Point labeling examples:
··········
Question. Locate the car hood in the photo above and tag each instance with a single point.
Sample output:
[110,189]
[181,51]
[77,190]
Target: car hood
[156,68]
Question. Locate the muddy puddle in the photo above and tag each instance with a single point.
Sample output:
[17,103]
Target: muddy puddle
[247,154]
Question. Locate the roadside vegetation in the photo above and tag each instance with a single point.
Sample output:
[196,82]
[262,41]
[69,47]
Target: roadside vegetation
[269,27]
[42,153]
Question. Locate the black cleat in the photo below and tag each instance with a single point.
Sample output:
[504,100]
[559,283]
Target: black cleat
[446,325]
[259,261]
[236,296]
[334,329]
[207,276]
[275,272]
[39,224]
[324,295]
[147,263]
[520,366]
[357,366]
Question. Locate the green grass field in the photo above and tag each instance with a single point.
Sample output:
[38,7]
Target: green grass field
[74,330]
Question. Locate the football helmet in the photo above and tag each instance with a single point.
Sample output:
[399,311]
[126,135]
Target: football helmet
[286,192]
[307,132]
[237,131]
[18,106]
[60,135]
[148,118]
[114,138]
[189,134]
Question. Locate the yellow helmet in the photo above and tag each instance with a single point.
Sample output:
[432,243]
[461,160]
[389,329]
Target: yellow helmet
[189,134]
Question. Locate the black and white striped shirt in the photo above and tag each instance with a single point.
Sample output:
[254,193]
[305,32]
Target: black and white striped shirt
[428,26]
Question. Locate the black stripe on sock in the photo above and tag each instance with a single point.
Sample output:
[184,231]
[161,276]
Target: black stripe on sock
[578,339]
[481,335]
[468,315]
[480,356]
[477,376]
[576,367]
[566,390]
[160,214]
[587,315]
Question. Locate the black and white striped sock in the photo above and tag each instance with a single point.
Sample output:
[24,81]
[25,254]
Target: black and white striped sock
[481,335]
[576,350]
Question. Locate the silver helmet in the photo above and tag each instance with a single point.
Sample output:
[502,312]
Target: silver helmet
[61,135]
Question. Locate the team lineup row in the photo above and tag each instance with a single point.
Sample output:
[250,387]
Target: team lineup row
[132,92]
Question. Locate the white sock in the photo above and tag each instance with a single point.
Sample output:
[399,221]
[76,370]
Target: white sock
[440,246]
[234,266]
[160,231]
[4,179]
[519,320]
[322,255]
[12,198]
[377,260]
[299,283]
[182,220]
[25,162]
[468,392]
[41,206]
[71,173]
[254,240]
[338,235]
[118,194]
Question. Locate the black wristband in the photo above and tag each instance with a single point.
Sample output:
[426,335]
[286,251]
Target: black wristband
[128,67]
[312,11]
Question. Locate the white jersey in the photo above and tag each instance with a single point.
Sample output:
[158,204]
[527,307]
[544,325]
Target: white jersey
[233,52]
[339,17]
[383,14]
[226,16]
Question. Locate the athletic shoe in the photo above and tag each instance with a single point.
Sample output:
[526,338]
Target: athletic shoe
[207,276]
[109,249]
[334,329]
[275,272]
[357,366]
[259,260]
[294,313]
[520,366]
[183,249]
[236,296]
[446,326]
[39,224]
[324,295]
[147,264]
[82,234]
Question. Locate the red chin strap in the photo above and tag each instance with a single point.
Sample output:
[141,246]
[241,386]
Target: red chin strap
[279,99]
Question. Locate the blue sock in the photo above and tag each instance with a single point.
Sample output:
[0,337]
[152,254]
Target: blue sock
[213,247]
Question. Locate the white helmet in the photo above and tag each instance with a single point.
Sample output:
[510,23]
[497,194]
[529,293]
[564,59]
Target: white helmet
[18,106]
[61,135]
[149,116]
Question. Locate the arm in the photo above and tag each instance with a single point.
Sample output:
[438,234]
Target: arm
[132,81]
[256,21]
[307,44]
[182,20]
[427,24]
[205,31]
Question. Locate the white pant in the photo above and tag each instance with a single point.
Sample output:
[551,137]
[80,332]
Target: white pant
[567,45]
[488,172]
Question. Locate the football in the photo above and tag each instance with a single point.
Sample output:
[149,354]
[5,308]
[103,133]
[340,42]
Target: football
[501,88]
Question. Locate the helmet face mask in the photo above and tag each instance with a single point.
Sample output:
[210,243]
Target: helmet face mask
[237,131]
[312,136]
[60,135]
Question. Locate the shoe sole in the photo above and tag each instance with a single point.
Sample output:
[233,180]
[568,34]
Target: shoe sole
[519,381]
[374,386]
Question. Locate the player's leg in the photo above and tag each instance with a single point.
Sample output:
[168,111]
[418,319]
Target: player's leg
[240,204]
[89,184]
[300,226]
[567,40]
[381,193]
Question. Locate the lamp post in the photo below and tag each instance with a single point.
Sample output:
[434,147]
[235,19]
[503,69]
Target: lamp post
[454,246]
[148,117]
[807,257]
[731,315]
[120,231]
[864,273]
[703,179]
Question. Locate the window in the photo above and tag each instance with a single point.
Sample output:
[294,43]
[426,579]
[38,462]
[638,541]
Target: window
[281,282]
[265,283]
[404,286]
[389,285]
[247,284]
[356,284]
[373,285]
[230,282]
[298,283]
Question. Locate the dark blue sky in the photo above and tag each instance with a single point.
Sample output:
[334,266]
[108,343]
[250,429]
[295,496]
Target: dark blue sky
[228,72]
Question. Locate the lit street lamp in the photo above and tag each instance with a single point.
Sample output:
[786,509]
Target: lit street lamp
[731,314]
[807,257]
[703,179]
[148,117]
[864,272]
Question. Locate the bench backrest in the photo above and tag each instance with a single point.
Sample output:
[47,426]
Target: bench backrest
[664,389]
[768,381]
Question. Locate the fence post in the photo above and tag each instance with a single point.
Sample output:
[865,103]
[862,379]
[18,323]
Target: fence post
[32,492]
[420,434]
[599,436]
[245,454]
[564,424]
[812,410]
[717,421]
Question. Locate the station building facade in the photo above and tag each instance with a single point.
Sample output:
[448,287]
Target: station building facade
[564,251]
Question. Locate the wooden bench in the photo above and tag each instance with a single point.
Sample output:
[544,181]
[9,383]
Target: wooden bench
··········
-- What to produce --
Please give back all of the records exactly as written.

-- Reply --
Question. Locate the car hood in the photo above and tag each instance with a single point.
Sample output:
[110,189]
[181,51]
[77,190]
Target: car hood
[156,68]
Question. Locate the muddy puddle in the photo above and tag each instance with a single point.
Sample output:
[17,103]
Target: muddy puddle
[247,154]
Question. Locate the roadside vegetation in the photo above and tag each instance with a single point.
Sample output:
[196,82]
[262,41]
[69,47]
Target: roadside vegetation
[269,27]
[42,153]
Question. Locate the black cleat in the photo below and tag each instance with a single point.
Sample output:
[504,100]
[559,283]
Target: black cleat
[446,325]
[259,261]
[236,296]
[334,329]
[207,276]
[275,272]
[39,224]
[324,295]
[147,263]
[520,366]
[357,366]
Question. Locate the green grass field in the photo above and tag each instance with a single point.
Sample output:
[38,7]
Target: green grass field
[74,330]
Question. Locate the football helmet in the photo above and tag each instance with a single point.
Sample output:
[399,311]
[126,135]
Target: football helmet
[286,192]
[307,132]
[237,131]
[18,106]
[60,135]
[148,118]
[114,138]
[189,134]
Question. Locate the yellow helmet in the photo above and tag each instance with a single point.
Sample output:
[432,243]
[461,160]
[389,329]
Target: yellow helmet
[189,134]
Question. Locate the black and white striped shirt in the photo above and tag each instance with a single point.
Sample output:
[254,193]
[305,32]
Target: black and white striped shirt
[428,26]
Question. Locate the black stripe on sock in the photo above and tag each instance with a single point.
Sample output:
[184,231]
[161,276]
Target: black stripe on sock
[578,339]
[481,335]
[468,315]
[480,356]
[477,376]
[576,367]
[566,390]
[160,214]
[587,315]
Question. Locate the black and white striped sock in the photo above and tag each instance with a single point.
Sample output:
[24,81]
[25,254]
Target: black and white striped sock
[481,335]
[576,350]
Question. Locate the silver helmet in the photo above and tag each instance with a single point.
Sample output:
[502,312]
Target: silver helmet
[61,135]
Question. Locate the team lineup row in the photo above and tag each instance with a single point.
Sample output:
[250,387]
Target: team lineup row
[132,92]
Question. Locate the white sock in the photo above and tag each instance with a single point.
Sample output:
[399,221]
[76,370]
Target: white sock
[440,246]
[234,266]
[160,231]
[4,179]
[519,320]
[322,255]
[12,198]
[377,260]
[299,283]
[182,220]
[25,162]
[468,392]
[41,206]
[71,173]
[254,240]
[338,235]
[118,194]
Question. Locate the black wristband in the photo above and tag each instance with a single point.
Sample output:
[426,335]
[286,251]
Target: black wristband
[128,67]
[312,11]
Question. Locate the white jersey in the photo above and tag each instance with a single point.
Sample output:
[158,204]
[527,307]
[544,325]
Target: white jersey
[233,52]
[339,17]
[383,14]
[226,16]
Question. Locate the athletic shoe in the photo above and tag each instance with a single point.
Sample output:
[526,338]
Target: athletic shoe
[207,276]
[109,249]
[334,329]
[275,272]
[357,366]
[259,260]
[294,313]
[520,366]
[183,249]
[236,296]
[446,326]
[39,224]
[324,295]
[147,264]
[82,234]
Question. Locate the red chin strap in the photo above and tag each instance with a single point.
Sample output:
[141,246]
[241,386]
Target: red chin strap
[279,99]
Question. Locate the blue sock in the photo above and tag each instance with a single point.
Sample output:
[0,337]
[152,254]
Target: blue sock
[213,247]
Question. Locate the white helmet in the photo above and tag each instance with a single point.
Sample output:
[510,23]
[497,194]
[529,293]
[564,59]
Target: white helmet
[18,106]
[61,135]
[149,116]
Question. Locate the arm in the photo above and tag each instance with a single point.
Sample output:
[438,234]
Target: arm
[132,81]
[256,21]
[307,44]
[182,20]
[427,24]
[205,31]
Question. Locate the white pant in the photo above and tag each instance with a single point.
Sample output:
[551,137]
[80,332]
Target: white pant
[567,45]
[488,172]
Question. Locate the football in the photo above and tag each instance with a single point.
Sample output:
[149,354]
[5,308]
[103,133]
[340,42]
Target: football
[501,88]
Question. Locate the helmet face mask in the photo above and tag each instance with a single point.
Sample output:
[210,243]
Target: helmet face mask
[237,131]
[312,136]
[60,135]
Question. Locate the shoe sole in the photo above and tag each instance with a single point.
Sample output:
[233,180]
[568,34]
Target: shoe sole
[519,381]
[374,386]
Question. Locate the player's leg in the photo above and tag each instance with a single point.
Sample output:
[168,111]
[418,319]
Target: player's leg
[240,204]
[89,184]
[300,226]
[567,40]
[381,193]
Question. Locate the lamp post in the photo below and tag each instance with a single point.
Sample output:
[434,147]
[235,19]
[503,69]
Target: lamp post
[454,246]
[148,117]
[807,257]
[731,315]
[120,231]
[864,273]
[703,179]
Question. Locate the window in the photo above and tag each instance with a single point.
Sample output:
[294,43]
[426,579]
[38,462]
[638,541]
Target: window
[281,282]
[265,283]
[404,286]
[389,285]
[247,284]
[356,284]
[373,285]
[230,282]
[298,283]
Question. Locate the dark blue sky in the photo above and tag each instance with a single point.
Sample output:
[334,266]
[108,343]
[250,429]
[295,496]
Target: dark blue sky
[228,72]
Question. Locate the lit street lamp in the photo above and tag each instance with a single point.
Sample output:
[786,509]
Target: lit street lamp
[731,314]
[807,257]
[703,179]
[148,117]
[864,272]
Question. Locate the bench backrest in the photo above and tag each instance with a single point.
Sample output:
[47,426]
Target: bench backrest
[664,389]
[768,381]
Question. Locate the fence post in the photo above and tag each instance with a single point.
Sample output:
[865,103]
[862,379]
[18,323]
Target: fence post
[32,492]
[420,434]
[599,436]
[245,454]
[564,424]
[812,410]
[717,421]
Question. Locate the station building facade in the photo above and tag each instance with a single point.
Sample output:
[448,287]
Target: station building facade
[564,251]
Question. Locate the wooden bench in the photo above and tag each instance with a single point.
Sample output:
[544,181]
[9,383]
Target: wooden bench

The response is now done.